> _Requirements_:
Quote, without any change, the line that contains "Question. Indicate each instance of the turquoise" and all lines that follow it to the end of the data below.

> _Source material_:
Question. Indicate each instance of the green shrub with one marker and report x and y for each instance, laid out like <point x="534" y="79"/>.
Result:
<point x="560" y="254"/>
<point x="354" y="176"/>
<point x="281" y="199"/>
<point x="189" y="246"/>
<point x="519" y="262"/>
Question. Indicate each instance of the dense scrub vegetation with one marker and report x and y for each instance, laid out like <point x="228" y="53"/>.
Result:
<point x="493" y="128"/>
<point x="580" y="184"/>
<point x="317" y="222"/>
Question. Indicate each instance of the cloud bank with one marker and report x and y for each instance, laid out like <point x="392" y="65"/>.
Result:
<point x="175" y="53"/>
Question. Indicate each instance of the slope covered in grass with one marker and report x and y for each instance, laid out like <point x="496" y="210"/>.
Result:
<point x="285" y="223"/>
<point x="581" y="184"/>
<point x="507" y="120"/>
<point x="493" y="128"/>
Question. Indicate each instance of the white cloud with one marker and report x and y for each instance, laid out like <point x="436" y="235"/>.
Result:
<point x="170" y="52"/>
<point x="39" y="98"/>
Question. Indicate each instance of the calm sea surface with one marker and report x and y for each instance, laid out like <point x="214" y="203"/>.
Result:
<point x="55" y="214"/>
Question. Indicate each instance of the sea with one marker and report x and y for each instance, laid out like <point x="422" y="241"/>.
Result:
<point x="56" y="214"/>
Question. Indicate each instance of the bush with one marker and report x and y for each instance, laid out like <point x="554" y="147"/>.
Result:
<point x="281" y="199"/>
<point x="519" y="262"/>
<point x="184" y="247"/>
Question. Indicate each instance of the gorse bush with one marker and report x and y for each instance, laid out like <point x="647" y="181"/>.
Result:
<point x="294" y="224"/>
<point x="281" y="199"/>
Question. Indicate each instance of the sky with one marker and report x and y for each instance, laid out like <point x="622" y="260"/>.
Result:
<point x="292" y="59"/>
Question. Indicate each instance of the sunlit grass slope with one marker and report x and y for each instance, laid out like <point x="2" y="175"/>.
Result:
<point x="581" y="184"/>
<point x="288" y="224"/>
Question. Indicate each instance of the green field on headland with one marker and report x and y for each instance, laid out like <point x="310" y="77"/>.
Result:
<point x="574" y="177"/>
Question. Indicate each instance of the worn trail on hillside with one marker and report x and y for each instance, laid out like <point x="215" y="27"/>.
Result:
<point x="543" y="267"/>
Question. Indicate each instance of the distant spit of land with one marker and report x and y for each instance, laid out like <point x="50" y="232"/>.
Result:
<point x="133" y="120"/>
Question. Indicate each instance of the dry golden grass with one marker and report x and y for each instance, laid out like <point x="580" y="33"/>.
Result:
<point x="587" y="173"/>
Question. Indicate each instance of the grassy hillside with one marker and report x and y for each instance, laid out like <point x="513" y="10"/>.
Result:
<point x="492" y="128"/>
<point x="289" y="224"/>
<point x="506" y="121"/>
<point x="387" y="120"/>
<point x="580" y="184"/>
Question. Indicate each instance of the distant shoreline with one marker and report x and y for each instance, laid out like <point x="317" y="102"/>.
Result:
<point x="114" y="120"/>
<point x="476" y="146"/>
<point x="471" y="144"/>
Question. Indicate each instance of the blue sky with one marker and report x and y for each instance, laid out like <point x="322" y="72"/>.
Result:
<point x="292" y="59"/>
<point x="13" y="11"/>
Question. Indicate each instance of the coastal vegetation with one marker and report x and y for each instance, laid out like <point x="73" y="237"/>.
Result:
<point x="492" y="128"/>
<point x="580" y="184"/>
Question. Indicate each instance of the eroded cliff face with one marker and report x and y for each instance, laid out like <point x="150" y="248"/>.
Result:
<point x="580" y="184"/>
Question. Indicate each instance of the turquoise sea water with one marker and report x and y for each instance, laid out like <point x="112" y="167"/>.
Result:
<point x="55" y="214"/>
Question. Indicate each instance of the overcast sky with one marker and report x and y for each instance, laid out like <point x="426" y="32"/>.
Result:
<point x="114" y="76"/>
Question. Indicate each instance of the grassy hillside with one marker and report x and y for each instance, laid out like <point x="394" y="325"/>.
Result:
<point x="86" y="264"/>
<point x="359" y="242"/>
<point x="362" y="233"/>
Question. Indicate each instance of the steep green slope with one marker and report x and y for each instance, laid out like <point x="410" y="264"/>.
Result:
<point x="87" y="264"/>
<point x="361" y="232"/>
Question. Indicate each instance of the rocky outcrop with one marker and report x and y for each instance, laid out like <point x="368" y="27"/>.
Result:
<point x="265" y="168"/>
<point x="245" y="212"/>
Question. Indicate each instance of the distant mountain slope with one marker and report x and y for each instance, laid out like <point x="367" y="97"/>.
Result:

> _Solution to this exercise_:
Question. Indicate each instance of the turquoise sea water with one marker and report x and y for each instance, laid out like <point x="112" y="167"/>.
Result:
<point x="55" y="214"/>
Question. Indicate each instance of the overcast sky with one marker and report x and y for each instance, laid out like <point x="426" y="32"/>.
Result:
<point x="114" y="76"/>
Question. Indicate each instance of the grassy hillside with one marker and report x and y for each instance, laid out like <point x="394" y="325"/>.
Result:
<point x="86" y="264"/>
<point x="359" y="242"/>
<point x="362" y="233"/>
Question. Indicate each instance of the steep green slope with one marker and report x and y for each instance, laid out like <point x="410" y="264"/>.
Result:
<point x="87" y="264"/>
<point x="361" y="232"/>
Question. Indicate each instance of the rocky outcrop with one marker and report x and y for each instance, laid out like <point x="368" y="27"/>.
Result:
<point x="265" y="168"/>
<point x="245" y="212"/>
Question. Indicate each instance of the distant mountain slope with one marker and report x and y for each instance, laid out like <point x="367" y="97"/>.
Result:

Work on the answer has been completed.